**Task brief**
Without the pictures, repeat the listing character for character.

**Data shown**
_____

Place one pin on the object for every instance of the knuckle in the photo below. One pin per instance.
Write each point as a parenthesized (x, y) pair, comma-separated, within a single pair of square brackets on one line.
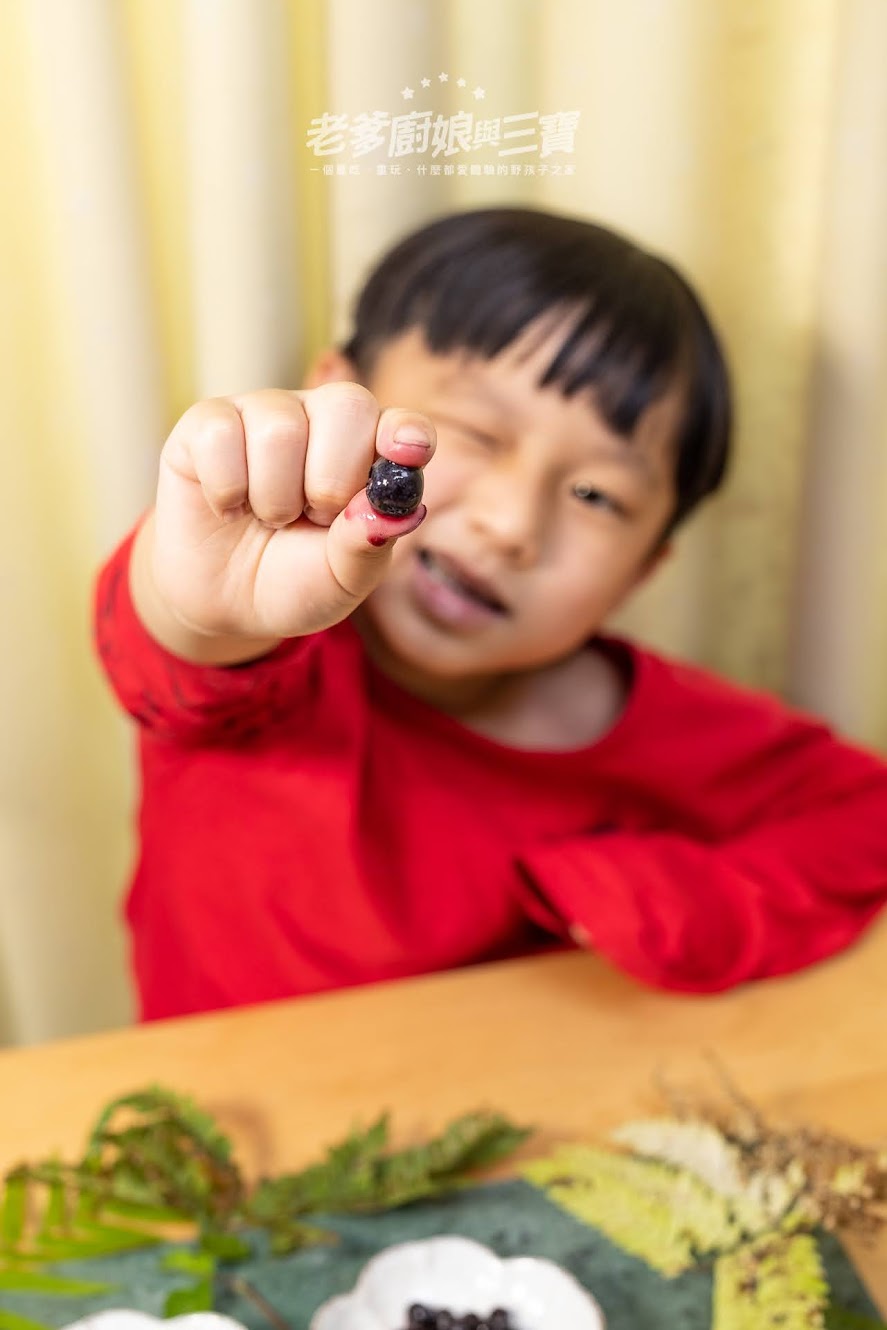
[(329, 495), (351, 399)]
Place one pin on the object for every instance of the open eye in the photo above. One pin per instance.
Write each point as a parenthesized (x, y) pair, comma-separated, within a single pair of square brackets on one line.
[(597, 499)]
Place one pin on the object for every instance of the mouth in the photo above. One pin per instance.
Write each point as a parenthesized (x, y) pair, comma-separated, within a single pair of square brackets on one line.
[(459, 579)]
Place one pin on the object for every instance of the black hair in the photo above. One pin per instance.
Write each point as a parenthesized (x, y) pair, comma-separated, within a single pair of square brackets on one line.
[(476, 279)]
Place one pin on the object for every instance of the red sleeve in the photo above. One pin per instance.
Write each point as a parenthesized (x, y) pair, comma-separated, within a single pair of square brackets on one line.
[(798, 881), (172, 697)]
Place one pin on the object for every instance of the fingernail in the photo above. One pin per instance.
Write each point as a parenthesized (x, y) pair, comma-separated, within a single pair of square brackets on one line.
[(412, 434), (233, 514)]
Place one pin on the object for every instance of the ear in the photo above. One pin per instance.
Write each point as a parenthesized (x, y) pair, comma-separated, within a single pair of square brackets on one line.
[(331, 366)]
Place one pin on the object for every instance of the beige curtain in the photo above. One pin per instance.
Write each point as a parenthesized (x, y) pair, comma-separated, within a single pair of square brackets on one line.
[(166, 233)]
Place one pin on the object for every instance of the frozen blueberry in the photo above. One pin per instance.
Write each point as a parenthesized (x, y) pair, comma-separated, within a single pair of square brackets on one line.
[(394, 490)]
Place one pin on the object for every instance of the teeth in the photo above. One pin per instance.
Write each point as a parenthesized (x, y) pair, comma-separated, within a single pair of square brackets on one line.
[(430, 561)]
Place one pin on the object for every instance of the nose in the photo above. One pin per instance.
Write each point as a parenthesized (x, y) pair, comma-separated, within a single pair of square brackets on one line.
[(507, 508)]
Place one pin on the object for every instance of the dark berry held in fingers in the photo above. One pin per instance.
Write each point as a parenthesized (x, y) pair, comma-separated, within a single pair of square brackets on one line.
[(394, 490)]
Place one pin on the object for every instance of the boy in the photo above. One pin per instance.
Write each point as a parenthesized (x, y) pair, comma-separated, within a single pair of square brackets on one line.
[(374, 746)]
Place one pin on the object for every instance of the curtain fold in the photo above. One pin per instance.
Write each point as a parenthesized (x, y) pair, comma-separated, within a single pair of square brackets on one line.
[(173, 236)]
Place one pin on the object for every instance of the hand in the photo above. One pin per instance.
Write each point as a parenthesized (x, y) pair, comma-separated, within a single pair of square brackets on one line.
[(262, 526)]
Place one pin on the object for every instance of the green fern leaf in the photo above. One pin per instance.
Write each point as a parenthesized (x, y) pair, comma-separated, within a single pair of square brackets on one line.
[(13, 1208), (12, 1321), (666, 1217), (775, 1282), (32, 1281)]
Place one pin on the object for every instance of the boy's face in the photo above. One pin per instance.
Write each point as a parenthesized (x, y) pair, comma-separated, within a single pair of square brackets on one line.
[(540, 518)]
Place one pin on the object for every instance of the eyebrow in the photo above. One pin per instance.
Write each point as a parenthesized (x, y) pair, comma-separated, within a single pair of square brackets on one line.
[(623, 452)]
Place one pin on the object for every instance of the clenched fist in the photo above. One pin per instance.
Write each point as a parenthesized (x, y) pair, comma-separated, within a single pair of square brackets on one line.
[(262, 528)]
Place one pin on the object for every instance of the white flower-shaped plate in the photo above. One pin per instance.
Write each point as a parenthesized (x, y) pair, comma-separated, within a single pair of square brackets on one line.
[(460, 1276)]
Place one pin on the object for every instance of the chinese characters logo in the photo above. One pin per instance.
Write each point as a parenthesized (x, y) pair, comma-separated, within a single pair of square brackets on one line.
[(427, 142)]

_____

**Task answer**
Place one pin on the object for every instance of the knuckle in the photo below. One pin per instance.
Write each point as a parenthesized (x, y) pair, comma-separated, within a single pair of square brackets on one line.
[(329, 495), (351, 399)]
Place one pin on the object for every instance of the open eye in the photo above. One pin per instance.
Write each point as a parenthesized (x, y) pair, comma-separated, within a single pair of square brackets on one line.
[(597, 499)]
Place one pin on the object for every instance of the mouth in the photo above. One pin per instance.
Write each point as a parenthesized (x, y) pair, comma-separated, within a single pair of square brackets on one line.
[(459, 579)]
Place one pin on the object for every instance of the black hair in the photo above. One pin per instance.
Write each point as a parenthesized (x, y) pair, comma-separated, within a single pair of square brackets on one line.
[(476, 279)]
Place one pin on the object for every instance of the red sleeve in the photo above. One pin per instance.
Write each point as a parenthesized (x, y) pair, comma-separated, within a single pair of square brackets on one line.
[(798, 881), (172, 697)]
Place one pin on the object for every instance of the fingernail in the photo above. One pin per instance.
Write each point as a parenthesized (x, y) pair, comma-separated, within a single pair of square brackets on one line.
[(412, 434), (233, 514)]
Place one pin on the object for every instance of the ear in the photo above. One pin per instance.
Write each point as a parenthesized (x, y) pair, comma-separated, within a single pair of square brackets on one line.
[(331, 366)]
Place one pin on the object for every instance of the beige curtain in the photo above. One pin per instance.
Write each point as a parenthesized (x, y) pair, comma-separated, within a single pair of square brackets on one line.
[(166, 233)]
Place one pin on the object for every instance of the frozen blueberry in the photo above. One pin per instance.
Write each point as a parenthesized (x, y) pair, comma-separated, within a single pair of square brackets on one line.
[(394, 490)]
Place one pin on the object for every instance of the teeth in the photo above. One pin per instance.
Write each point as a parenthesized (x, y) pair, comma-separated, within a single pair of square brackets on one line.
[(430, 561)]
Place one pin on the object for every instance of the nose in the photo above. One pin per instance.
Write each point as a parenthesized (x, y) pair, comma-separated, within a single pair of square brackets on one line.
[(507, 508)]
Place one pin on the object for every instance of the dark berry held in fingers in the photo above. One pin per instance.
Write each point as a parenthesized (x, y) pair, comma-separated, within a single pair of square brackets on one line.
[(394, 490)]
Place one pin on the object for every instance of the boy in the photo above. One pin per instance.
Write each point as a parenthesized (x, y) pair, comma-separated, within a single pair of square brackets on one line.
[(374, 746)]
Place one pin on the object for every instance of the curtain fold in the photo above. One pin per instance.
Write each point as a parenthesized (x, y) pair, comma-separated, within a single pair of square brackets on one line.
[(173, 236)]
Place one pin on the object for every instance of the hand in the photo above. One pin per instance.
Write each point as a parenthesized (x, y) pair, comma-separated, within a single pair of square brackets on one line.
[(262, 526)]
Place one pin on the object for every instance of the green fern leaf in the photo above. One pin per instance.
Write each point as a parenthesized (x, y) pair, comma-separated, within a single pair of square brackets on one line.
[(13, 1208), (12, 1321), (666, 1217), (775, 1282), (32, 1281)]
Place one pin on the object for every instance of the boy's face in the photo above. One pin per instance.
Write each point as a parenthesized (x, y) pair, comma-separated, within a single pair of square brackets on one line.
[(540, 518)]
Place one pin on the object for every instance of the eyebrow in the photo above. One pin per instance.
Write each point as a parenthesized (x, y) pair, comma-separated, within a single pair of square brackets on one line.
[(623, 452)]
Place one pin on the object for every instance of the clenched fist in the photo above. One pin per instance.
Write each point as a parenthesized (x, y) pair, comma-separated, within a single pair of square brackets on one line.
[(262, 528)]
Place one pin on the object for every instance of the white flower-shaped plate in the photo above. One pin per instance.
Write each point as a parenthesized (x, y) pair, comma-separated, within a single pair of square brackets on one line.
[(460, 1276)]
Place one pin on the object for every instance of the chinese characters logo in the photo above. One pin per instance.
Write each point as a parenthesized (x, y) pair, comma-separated, within a single pair of square brackets on one line.
[(427, 142)]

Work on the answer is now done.